Listed records
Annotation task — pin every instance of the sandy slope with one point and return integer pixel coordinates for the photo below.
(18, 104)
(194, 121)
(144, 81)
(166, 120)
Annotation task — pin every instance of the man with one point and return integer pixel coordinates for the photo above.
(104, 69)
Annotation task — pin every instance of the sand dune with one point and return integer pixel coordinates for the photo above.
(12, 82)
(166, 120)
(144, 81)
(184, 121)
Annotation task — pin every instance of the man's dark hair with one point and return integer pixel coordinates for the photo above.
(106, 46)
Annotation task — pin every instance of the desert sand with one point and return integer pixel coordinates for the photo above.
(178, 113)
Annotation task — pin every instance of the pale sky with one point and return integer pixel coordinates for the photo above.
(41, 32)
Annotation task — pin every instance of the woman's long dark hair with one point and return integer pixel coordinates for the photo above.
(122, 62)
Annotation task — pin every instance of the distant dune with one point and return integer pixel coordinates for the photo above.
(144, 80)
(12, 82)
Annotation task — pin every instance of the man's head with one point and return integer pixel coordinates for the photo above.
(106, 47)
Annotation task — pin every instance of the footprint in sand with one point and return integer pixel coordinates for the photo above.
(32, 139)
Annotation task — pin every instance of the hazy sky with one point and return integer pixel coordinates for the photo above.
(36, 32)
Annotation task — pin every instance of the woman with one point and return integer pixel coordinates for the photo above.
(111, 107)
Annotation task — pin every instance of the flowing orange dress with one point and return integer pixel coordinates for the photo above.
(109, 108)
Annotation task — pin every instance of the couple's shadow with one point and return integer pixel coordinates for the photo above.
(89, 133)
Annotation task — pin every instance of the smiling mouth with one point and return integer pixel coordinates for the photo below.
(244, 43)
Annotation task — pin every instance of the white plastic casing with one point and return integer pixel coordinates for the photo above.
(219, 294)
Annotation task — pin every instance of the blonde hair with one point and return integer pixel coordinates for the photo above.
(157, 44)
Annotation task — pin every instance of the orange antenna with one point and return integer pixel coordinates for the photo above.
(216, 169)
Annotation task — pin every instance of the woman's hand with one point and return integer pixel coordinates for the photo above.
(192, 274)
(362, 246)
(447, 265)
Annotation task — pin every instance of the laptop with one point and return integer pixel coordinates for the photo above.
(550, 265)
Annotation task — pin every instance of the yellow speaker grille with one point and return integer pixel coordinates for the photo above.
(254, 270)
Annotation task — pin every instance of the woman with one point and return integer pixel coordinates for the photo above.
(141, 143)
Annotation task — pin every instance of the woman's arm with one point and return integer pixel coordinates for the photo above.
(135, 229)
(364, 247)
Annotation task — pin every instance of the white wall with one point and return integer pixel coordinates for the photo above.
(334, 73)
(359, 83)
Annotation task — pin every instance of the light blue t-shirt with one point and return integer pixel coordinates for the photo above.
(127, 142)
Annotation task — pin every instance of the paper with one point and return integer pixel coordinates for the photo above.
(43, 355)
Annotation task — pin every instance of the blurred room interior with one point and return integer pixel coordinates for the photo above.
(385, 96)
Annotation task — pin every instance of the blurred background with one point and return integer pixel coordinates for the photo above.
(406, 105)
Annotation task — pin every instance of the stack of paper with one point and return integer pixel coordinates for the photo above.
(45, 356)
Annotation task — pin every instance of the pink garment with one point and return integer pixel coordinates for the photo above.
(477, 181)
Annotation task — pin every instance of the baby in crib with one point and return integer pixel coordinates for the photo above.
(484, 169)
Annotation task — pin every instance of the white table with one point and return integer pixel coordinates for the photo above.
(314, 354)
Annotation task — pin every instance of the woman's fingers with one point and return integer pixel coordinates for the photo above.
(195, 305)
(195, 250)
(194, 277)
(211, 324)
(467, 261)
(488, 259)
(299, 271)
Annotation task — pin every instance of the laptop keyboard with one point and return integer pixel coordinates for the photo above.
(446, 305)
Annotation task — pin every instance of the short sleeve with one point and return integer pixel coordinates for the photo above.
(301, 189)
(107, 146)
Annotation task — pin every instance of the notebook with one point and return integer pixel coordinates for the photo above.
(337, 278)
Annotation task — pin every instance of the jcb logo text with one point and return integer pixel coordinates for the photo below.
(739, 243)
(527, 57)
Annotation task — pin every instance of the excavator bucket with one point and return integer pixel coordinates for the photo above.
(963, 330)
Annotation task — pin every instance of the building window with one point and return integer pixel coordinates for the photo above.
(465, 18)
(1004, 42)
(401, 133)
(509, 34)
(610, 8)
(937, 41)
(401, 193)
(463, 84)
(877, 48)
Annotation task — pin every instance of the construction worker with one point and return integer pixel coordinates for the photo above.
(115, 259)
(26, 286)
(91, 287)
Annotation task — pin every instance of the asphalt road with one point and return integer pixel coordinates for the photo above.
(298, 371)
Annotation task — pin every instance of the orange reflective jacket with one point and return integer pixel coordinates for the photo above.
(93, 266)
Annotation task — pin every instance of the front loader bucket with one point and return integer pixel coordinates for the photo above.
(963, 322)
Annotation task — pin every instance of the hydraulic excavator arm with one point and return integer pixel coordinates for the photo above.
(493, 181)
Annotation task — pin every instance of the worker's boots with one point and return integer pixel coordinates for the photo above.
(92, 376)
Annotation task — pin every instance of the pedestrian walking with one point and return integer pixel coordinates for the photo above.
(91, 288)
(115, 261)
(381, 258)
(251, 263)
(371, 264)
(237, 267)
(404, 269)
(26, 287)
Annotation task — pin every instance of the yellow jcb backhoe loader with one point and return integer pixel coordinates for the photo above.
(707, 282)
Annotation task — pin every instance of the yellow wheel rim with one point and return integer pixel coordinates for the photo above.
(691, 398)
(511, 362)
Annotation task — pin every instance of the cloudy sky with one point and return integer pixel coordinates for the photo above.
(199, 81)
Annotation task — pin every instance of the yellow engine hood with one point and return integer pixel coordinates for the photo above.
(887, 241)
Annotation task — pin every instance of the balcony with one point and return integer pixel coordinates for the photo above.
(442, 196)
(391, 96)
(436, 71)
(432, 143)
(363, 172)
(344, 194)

Do this
Your task is to print all of the records exactly.

Output of the exercise
Annotation task — pin every instance of the sandy slope with one point and return integer pixel coordinates for the photo below.
(18, 104)
(194, 121)
(144, 81)
(166, 120)
Annotation task — pin every instance of the man with one point and return integer pixel coordinates for the photo above.
(104, 69)
Annotation task — pin every instance of the sand dune with one point and return integer pixel coordinates for the photo above.
(12, 82)
(166, 120)
(144, 81)
(184, 121)
Annotation task — pin every instance of the man's dark hair with one point and return integer pixel coordinates for the photo above.
(106, 46)
Annotation task — pin every instance of the desert sand with one point and return integer pixel coordinates for the photo above.
(178, 113)
Annotation task — pin every instance of the pale sky with one point and return integer pixel coordinates for the photo above.
(41, 32)
Annotation task — pin every instance of the woman's long dark hair with one point and return integer pixel coordinates for the photo above.
(122, 62)
Annotation task — pin every instance of the distant dune with one point and return integer pixel coordinates for the photo above.
(144, 80)
(12, 82)
Annotation task — pin every instance of the man's head with one point and return integer pixel coordinates for the photo above.
(106, 47)
Annotation task — pin every instance of the footprint in sand with one point and return integer pixel coordinates for the photo above.
(32, 139)
Annotation task — pin every instance of the hazy sky with one point and return integer pixel coordinates for the photo above.
(36, 32)
Annotation task — pin every instance of the woman with one point and return integer pixel coordinates for the photo above.
(111, 107)
Annotation task — pin every instance of the flowing orange dress with one point and return integer pixel coordinates for the photo above.
(109, 108)
Annotation task — pin every instance of the couple's shadow with one point and return integer pixel coordinates for the photo above.
(89, 133)
Annotation task — pin every instance of the smiling mouth with one point and return integer pixel coordinates for the photo below.
(244, 43)
Annotation task — pin every instance of the white plastic casing with one point and return integer pixel coordinates for the photo above.
(219, 294)
Annotation task — pin every instance of the blonde hair with one point and return integer pixel coordinates for the photo above.
(157, 44)
Annotation task — pin every instance of the orange antenna with one point and return integer pixel coordinates for the photo above.
(216, 169)
Annotation task — pin every instance of the woman's hand with one point and return integer pixel coordinates for the photo above.
(192, 274)
(362, 246)
(447, 265)
Annotation task — pin every instance of the laptop with one point and return integer pixel coordinates for the photo above.
(550, 265)
Annotation task — pin every instance of the yellow speaker grille with one point and return integer pixel coordinates for the photo above.
(254, 270)
Annotation task — pin every instance of the woman with one point and return integer pixel coordinates for the photo above.
(141, 143)
Annotation task — pin every instance of the woman's arm with one point and return integer pixel coordinates for the photo above.
(135, 229)
(364, 247)
Annotation task — pin every instance of the white wall with one point and return integer pixel coordinates for the photo above.
(334, 73)
(359, 83)
Annotation task — pin every instance of the light blue t-shirt with one point and return integer pixel coordinates for the photo above.
(127, 142)
Annotation task — pin every instance of the paper with one point and return integer pixel coordinates for the photo above.
(43, 355)
Annotation task — pin every instance of the blurred room interior with one point and return integer pixel coordinates for the photo above.
(385, 96)
Annotation task — pin every instance of the blurred background with one point and return integer pixel coordinates for the photo above.
(406, 105)
Annotation task — pin every instance of the stack of paper with one point and return integer pixel coordinates for the photo above.
(45, 356)
Annotation task — pin every instance of the pink garment with one point and return integer pixel coordinates for the photo above.
(477, 181)
Annotation task — pin every instance of the baby in crib with one point and return integer pixel coordinates for the photo above.
(484, 169)
Annotation task — pin every instance of the white table with one point and return integer pixel coordinates for the photo above.
(314, 354)
Annotation task — pin every instance of the woman's fingers with one point and return integer pixel coordinates for the photo above.
(195, 305)
(195, 250)
(194, 277)
(211, 324)
(467, 261)
(488, 259)
(299, 271)
Annotation task — pin every instance of the laptop keyboard with one point and return integer pixel coordinates for the photo above.
(446, 305)
Annotation task — pin every instance of the short sleeve with one point and return integer pixel coordinates for the photo above.
(301, 189)
(107, 146)
Annotation task — pin every instance of the notebook with one point and return integer pixel coordinates for the photo above.
(337, 278)
Annotation task — pin every instance of the jcb logo text with one point and return integer pixel coordinates for the photo below.
(739, 243)
(527, 57)
Annotation task — pin every instance of the excavator bucket with one point and return integer pixel coordinates for the photo above.
(963, 330)
Annotation task — pin every instance of the building window with one point and return integer pixel coordinates for the photo above.
(465, 18)
(1004, 42)
(401, 133)
(509, 34)
(610, 8)
(937, 41)
(401, 193)
(463, 84)
(877, 48)
Annotation task — pin every instance of the construction worker with one point and return integer pixel coordinates for the photo above.
(115, 259)
(26, 286)
(91, 287)
Annotation task — pin every instance of the asphalt road with one point and return integer pixel coordinates for the photo above.
(298, 371)
Annotation task — pin every instance of the orange reflective jacket with one point and return integer pixel coordinates for the photo above.
(93, 266)
Annotation task — pin every instance of the front loader bucket with one point and return integer pixel coordinates for the photo above.
(963, 322)
Annotation task — pin every instance of the hydraulic excavator arm with one point and return integer pixel coordinates for the photo above.
(493, 181)
Annotation task — pin every instance of the worker's boots with one point and return integer pixel coordinates for the photo above.
(92, 376)
Annotation task — pin every instance of the pedestrian walking with one point and return integer pixel coordinates for the photo above.
(91, 288)
(115, 261)
(381, 258)
(251, 263)
(371, 264)
(237, 267)
(404, 269)
(26, 287)
Annotation task — pin every instance of the yellow jcb backhoe loader with one point and return integer pixel coordinates for the photo above.
(707, 282)
Annotation task — pin every instance of the yellow wheel rim with one point and return integer pixel coordinates for the photo above.
(691, 398)
(511, 362)
Annotation task — pin every instance of the cloudy sky with one point and return integer pixel coordinates for the photo above.
(199, 81)
Annotation task — pin every instance of the yellow engine hood with one point and return integer pixel coordinates for the photo above.
(887, 241)
Annotation task — pin every instance of the balcony with one point and return integer pixel coordinates for the photo above.
(442, 196)
(391, 96)
(436, 71)
(432, 143)
(363, 172)
(344, 194)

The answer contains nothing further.